• [YOUR INSTRUCTIONS] In the data, from the start through the line containing "671, 605, 743]]", change "shrub" to "bush" and leave everything else as it is. Give back only that part, without the pictures.

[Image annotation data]
[start]

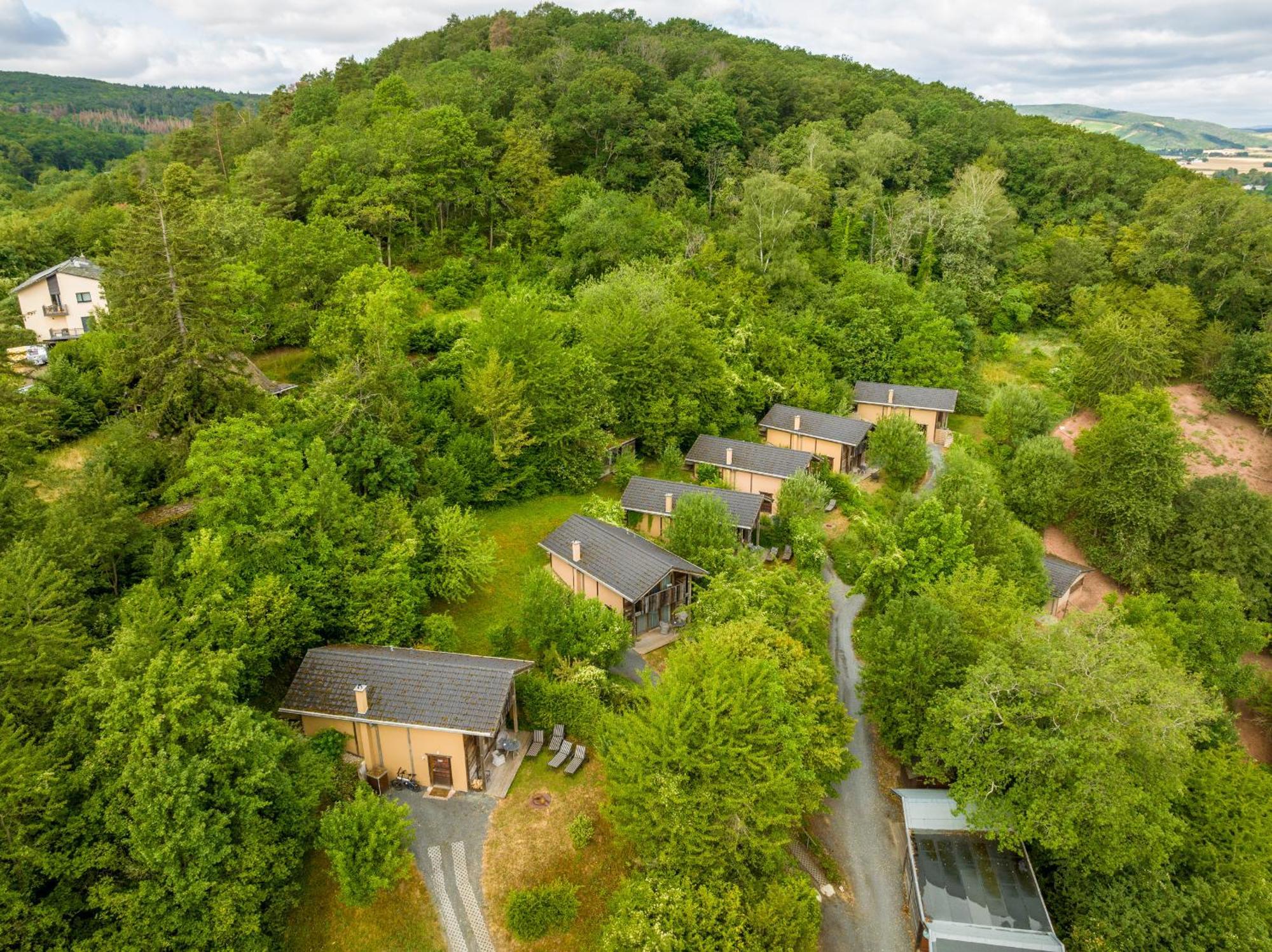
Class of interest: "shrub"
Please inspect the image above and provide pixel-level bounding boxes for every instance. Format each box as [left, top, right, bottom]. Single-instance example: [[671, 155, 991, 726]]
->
[[581, 493, 627, 526], [520, 568, 631, 668], [697, 463, 725, 486], [505, 880, 579, 942], [614, 449, 640, 489], [658, 439, 684, 480], [318, 784, 411, 906], [309, 728, 349, 760], [866, 415, 927, 489], [566, 813, 597, 850], [516, 671, 605, 743]]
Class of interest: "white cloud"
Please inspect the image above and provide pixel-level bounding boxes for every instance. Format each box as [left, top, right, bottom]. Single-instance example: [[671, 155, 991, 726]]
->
[[0, 0, 1272, 125], [0, 0, 66, 57]]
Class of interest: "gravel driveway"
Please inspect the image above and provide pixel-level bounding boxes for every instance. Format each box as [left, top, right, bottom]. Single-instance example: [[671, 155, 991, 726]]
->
[[389, 790, 495, 952], [814, 563, 913, 952]]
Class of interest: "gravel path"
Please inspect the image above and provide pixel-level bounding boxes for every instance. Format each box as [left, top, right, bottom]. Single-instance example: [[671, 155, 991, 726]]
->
[[609, 648, 658, 685], [814, 563, 913, 952], [918, 443, 945, 493], [389, 790, 495, 952]]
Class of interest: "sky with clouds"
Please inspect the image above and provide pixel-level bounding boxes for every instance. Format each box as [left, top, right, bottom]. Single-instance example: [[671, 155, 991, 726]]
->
[[0, 0, 1272, 126]]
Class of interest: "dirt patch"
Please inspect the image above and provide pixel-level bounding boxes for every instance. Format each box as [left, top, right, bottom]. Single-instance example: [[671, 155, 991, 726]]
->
[[1053, 383, 1272, 493], [1166, 383, 1272, 495], [1051, 410, 1100, 453], [1233, 700, 1272, 764], [1042, 526, 1126, 611]]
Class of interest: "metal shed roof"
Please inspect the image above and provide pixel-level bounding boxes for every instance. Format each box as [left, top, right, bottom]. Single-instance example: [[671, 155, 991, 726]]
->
[[1042, 555, 1091, 598], [684, 434, 813, 480], [759, 403, 874, 446], [539, 516, 707, 602], [622, 476, 764, 530], [10, 258, 102, 294], [894, 790, 1065, 952], [852, 380, 958, 412], [279, 644, 533, 737]]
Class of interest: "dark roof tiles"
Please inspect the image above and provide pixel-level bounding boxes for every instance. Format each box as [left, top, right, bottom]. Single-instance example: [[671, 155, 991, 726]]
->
[[539, 516, 706, 602], [852, 380, 958, 412], [10, 258, 102, 294], [1042, 555, 1090, 598], [279, 644, 532, 736], [759, 403, 874, 446], [684, 434, 813, 480], [622, 476, 764, 530]]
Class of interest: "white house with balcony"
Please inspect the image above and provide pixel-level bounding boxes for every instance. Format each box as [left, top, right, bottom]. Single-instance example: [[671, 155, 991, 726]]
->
[[13, 258, 107, 343]]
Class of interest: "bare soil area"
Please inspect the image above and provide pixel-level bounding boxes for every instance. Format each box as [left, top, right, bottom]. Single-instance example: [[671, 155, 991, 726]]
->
[[1042, 526, 1126, 611], [1053, 383, 1272, 493]]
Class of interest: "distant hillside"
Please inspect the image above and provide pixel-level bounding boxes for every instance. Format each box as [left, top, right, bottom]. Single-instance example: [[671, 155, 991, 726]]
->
[[1015, 103, 1272, 153], [0, 70, 265, 187], [0, 70, 265, 125]]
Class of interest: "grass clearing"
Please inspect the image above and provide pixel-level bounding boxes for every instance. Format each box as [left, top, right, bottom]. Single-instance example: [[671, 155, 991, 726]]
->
[[482, 751, 631, 952], [282, 850, 446, 952], [950, 413, 985, 443], [27, 430, 106, 503], [252, 347, 313, 383], [438, 480, 622, 654]]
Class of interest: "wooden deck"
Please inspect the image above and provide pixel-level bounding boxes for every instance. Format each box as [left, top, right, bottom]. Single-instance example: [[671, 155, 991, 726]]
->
[[486, 731, 529, 799]]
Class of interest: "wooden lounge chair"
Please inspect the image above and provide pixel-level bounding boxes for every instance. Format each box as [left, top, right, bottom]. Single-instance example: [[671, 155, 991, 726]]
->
[[525, 731, 543, 757], [548, 741, 574, 768], [548, 724, 565, 751]]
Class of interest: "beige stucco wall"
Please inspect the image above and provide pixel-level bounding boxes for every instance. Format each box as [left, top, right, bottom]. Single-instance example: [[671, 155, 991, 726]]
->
[[18, 275, 106, 341], [857, 403, 946, 443], [764, 427, 845, 472], [550, 554, 625, 614], [640, 513, 672, 539], [300, 714, 468, 790], [693, 466, 785, 513]]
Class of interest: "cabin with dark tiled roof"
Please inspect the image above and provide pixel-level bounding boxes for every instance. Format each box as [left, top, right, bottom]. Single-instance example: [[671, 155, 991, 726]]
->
[[759, 403, 874, 472], [279, 644, 532, 793], [622, 476, 764, 542], [1042, 555, 1093, 619], [684, 434, 813, 513], [539, 516, 707, 635], [854, 380, 958, 444]]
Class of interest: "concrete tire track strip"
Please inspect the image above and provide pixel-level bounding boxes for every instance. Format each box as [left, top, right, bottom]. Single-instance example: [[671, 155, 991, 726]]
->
[[425, 840, 495, 952]]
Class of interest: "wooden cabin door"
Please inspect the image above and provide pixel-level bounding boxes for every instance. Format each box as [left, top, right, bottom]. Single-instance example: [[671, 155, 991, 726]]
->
[[429, 754, 454, 787]]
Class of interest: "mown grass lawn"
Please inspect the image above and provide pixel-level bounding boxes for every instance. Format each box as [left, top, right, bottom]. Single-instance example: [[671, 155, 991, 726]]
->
[[436, 479, 622, 654], [482, 750, 631, 952], [282, 850, 446, 952]]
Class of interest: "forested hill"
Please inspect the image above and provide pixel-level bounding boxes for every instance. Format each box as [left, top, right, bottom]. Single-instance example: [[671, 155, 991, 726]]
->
[[0, 4, 1272, 952], [0, 70, 265, 120], [0, 71, 263, 190], [1016, 103, 1272, 153]]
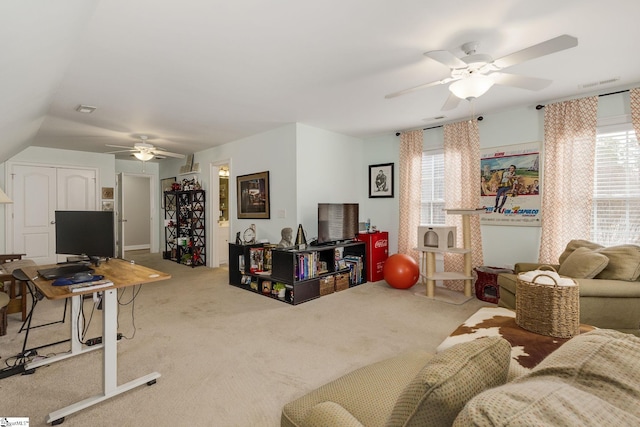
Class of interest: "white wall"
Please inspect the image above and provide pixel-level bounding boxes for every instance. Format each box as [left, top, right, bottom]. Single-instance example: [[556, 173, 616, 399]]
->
[[358, 134, 400, 254], [292, 124, 366, 242]]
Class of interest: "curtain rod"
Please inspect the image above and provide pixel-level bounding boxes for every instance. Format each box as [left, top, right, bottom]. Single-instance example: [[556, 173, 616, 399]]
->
[[396, 116, 484, 136], [536, 89, 629, 110]]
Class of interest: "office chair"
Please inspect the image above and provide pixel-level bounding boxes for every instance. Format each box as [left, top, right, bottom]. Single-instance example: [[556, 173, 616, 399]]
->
[[12, 268, 68, 355]]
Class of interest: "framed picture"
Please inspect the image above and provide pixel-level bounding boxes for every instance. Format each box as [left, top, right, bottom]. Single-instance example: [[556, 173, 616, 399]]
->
[[369, 163, 393, 199], [102, 200, 113, 211], [236, 171, 270, 219], [160, 176, 176, 193], [480, 141, 542, 227], [102, 187, 113, 200]]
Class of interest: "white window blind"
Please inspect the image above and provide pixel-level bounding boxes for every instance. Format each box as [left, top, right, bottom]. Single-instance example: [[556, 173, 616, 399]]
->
[[420, 151, 445, 225], [591, 124, 640, 246]]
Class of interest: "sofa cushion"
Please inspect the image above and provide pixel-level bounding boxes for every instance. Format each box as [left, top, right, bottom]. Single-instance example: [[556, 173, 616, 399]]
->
[[280, 350, 433, 427], [386, 337, 511, 426], [454, 329, 640, 426], [558, 239, 604, 265], [595, 245, 640, 281], [558, 247, 609, 279]]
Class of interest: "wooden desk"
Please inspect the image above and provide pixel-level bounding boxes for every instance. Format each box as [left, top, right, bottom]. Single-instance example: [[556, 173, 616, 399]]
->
[[23, 259, 171, 425]]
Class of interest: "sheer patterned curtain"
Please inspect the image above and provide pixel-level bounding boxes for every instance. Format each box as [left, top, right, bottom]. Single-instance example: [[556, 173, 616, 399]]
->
[[444, 120, 483, 291], [398, 129, 423, 262], [539, 96, 598, 264], [629, 88, 640, 138]]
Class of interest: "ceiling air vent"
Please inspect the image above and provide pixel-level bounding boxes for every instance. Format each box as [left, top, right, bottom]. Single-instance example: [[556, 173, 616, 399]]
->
[[578, 77, 620, 89]]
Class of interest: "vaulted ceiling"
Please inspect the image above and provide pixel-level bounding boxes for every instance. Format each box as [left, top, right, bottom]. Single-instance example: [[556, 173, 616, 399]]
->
[[0, 0, 640, 161]]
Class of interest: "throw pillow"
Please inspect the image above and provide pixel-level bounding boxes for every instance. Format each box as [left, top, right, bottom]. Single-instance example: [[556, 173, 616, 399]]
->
[[386, 337, 511, 426], [558, 239, 604, 264], [558, 247, 609, 279], [595, 245, 640, 280]]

[end]

• [RESULT FOR THIS EXERCISE]
Class of interest: "bush"
Please inspect the image above and provide pixel-level bounding boxes for every instance. Format each box as [left, top, right, bottom]. Single-instance example: [[671, 155, 991, 726]]
->
[[581, 493, 627, 526], [520, 568, 631, 668], [697, 463, 725, 486], [505, 880, 579, 942], [614, 449, 640, 489], [658, 439, 684, 480], [318, 784, 411, 906], [309, 728, 349, 760], [866, 415, 927, 489], [566, 813, 597, 850], [516, 671, 605, 743]]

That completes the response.